**Brano di testo**
▬▬▬▬▬▬▬▬▬▬

Il poliziotto è marcio (1974) di Fernando Di Leo, il primo grande atto di accusa contro la corruzione nella polizia.

Intorno al film

La distribuzione Rarovideo mette a segno un colpo sensazionale, pubblicando per la prima volta in dvd Il poliziotto è marcio (1974), il “capolavoro perduto” del grande Fernando Di Leo. Si tratta di uno dei film più ricercati dai cinefili, stampato solo una volta in Vhs (ormai introvabile) e circolante in rete in una versione quasi inguardabile come qualità video. Finalmente, gli appassionati del cinema poliziesco (e non solo) possono gustarsi quest’opera fondamentale con un master video e audio di eccellente qualità. Scomodo fin dal titolo, Il poliziotto è marcio segue cronologicamente la “trilogia del milieu” (Milano calibro 9, La mala ordina, Il boss), ed è uno dei primi film a trattare esplicitamente la corruzione nella polizia, molto prima del tanto celebrato Cattivo tenente (1992) di Abel Ferrara.

▬▬▬▬▬▬▬▬▬▬

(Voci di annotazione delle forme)
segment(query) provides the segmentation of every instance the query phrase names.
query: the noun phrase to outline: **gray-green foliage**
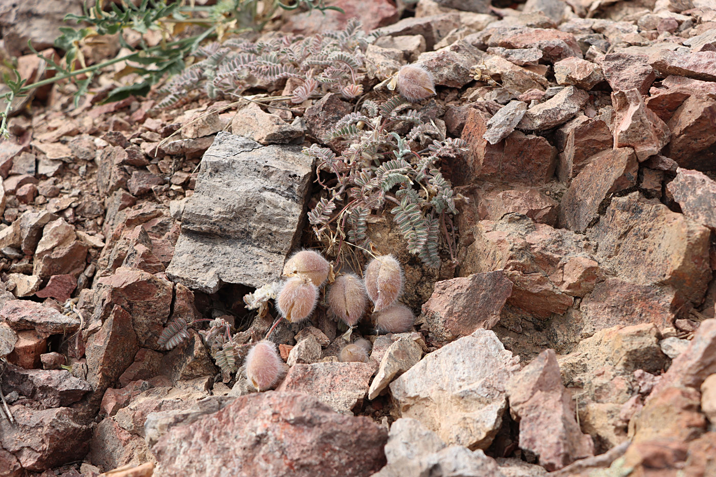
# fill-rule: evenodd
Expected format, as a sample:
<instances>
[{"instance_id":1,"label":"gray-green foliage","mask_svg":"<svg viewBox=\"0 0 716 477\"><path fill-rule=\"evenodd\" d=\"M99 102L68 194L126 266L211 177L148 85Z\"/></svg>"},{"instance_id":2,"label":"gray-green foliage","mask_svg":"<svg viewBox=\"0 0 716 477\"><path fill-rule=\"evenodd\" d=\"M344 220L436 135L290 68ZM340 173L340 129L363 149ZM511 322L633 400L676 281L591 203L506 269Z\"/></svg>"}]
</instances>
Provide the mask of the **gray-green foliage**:
<instances>
[{"instance_id":1,"label":"gray-green foliage","mask_svg":"<svg viewBox=\"0 0 716 477\"><path fill-rule=\"evenodd\" d=\"M457 213L452 186L440 163L463 154L466 144L445 138L432 121L409 107L400 97L379 105L366 101L359 112L344 116L322 138L346 141L341 155L315 144L304 149L319 161L319 169L337 178L324 186L326 196L309 213L309 221L319 238L335 233L366 247L369 216L392 202L390 212L408 250L437 266L440 221ZM405 130L406 122L412 127L405 134L397 132Z\"/></svg>"}]
</instances>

▬▬▬▬▬▬▬▬▬▬

**Esercizi**
(a) Secondo il testo sul film Il poliziotto è marcio, perché l'edizione in dvd di Rarovideo rappresenta un colpo sensazionale per gli appassionati? Spiegalo in una-tre frasi.
(b) Quali film compongono la "trilogia del milieu" citata nel testo sul film Il poliziotto è marcio?

**Risposte complete**
(a) Il film esce in dvd per la prima volta. Prima era stato stampato una sola volta in Vhs, ormai introvabile, e in rete circolava solo in una versione di qualità video quasi inguardabile. Ora gli appassionati possono vederlo con un master video e audio di eccellente qualità.

(b) Milano calibro 9, La mala ordina e Il boss.